*SHORT EXERCISE*
Please copy out every line of the records below word for word, leaving the pictures out of your answer.

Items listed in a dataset
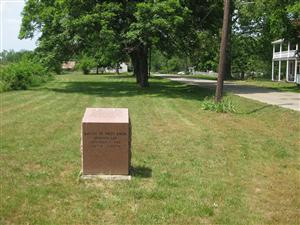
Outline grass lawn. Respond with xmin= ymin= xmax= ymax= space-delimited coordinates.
xmin=0 ymin=74 xmax=300 ymax=225
xmin=237 ymin=80 xmax=300 ymax=93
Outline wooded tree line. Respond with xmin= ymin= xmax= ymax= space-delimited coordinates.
xmin=20 ymin=0 xmax=300 ymax=87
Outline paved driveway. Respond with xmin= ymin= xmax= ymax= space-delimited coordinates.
xmin=155 ymin=74 xmax=300 ymax=111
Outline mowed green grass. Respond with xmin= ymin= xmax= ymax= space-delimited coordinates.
xmin=0 ymin=74 xmax=300 ymax=225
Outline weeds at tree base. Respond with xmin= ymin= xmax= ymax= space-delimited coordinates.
xmin=202 ymin=98 xmax=236 ymax=113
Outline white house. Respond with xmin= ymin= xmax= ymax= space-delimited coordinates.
xmin=272 ymin=39 xmax=300 ymax=82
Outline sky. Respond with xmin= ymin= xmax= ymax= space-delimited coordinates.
xmin=0 ymin=0 xmax=36 ymax=52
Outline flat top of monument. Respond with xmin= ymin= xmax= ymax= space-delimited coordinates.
xmin=82 ymin=108 xmax=129 ymax=123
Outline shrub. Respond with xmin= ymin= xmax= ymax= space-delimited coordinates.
xmin=202 ymin=98 xmax=236 ymax=113
xmin=0 ymin=60 xmax=51 ymax=92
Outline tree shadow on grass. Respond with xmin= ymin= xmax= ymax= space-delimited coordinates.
xmin=130 ymin=166 xmax=152 ymax=178
xmin=47 ymin=76 xmax=214 ymax=100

*SOLUTION TO THE PROBLEM*
Outline grass lawn. Respond with xmin= ymin= xmax= ymax= space-delimited coordinates.
xmin=0 ymin=74 xmax=300 ymax=225
xmin=237 ymin=80 xmax=300 ymax=93
Outline wooded tree line. Respond with xmin= ymin= xmax= ymax= space-delimited coordinates.
xmin=20 ymin=0 xmax=300 ymax=87
Outline paved driveway. Respond with xmin= ymin= xmax= ymax= space-delimited coordinates.
xmin=155 ymin=74 xmax=300 ymax=111
Outline mowed green grass. Respond with xmin= ymin= xmax= ymax= space-delimited coordinates.
xmin=0 ymin=74 xmax=300 ymax=225
Outline weeds at tree base. Respond with xmin= ymin= xmax= ymax= space-delimited coordinates.
xmin=202 ymin=98 xmax=236 ymax=113
Outline white house. Respond with xmin= ymin= xmax= ymax= space-delimited coordinates.
xmin=272 ymin=39 xmax=300 ymax=82
Outline sky. Respond with xmin= ymin= xmax= ymax= space-delimited coordinates.
xmin=0 ymin=0 xmax=36 ymax=52
Outline flat top of monument. Respond with xmin= ymin= xmax= ymax= space-delimited coordinates.
xmin=82 ymin=108 xmax=129 ymax=123
Outline shrub. Respond with xmin= ymin= xmax= ymax= space-delimited coordinates.
xmin=202 ymin=98 xmax=236 ymax=113
xmin=0 ymin=60 xmax=51 ymax=92
Outline tree shadow on grass. Respond with xmin= ymin= xmax= ymax= space-delimited coordinates.
xmin=130 ymin=166 xmax=152 ymax=178
xmin=47 ymin=76 xmax=214 ymax=100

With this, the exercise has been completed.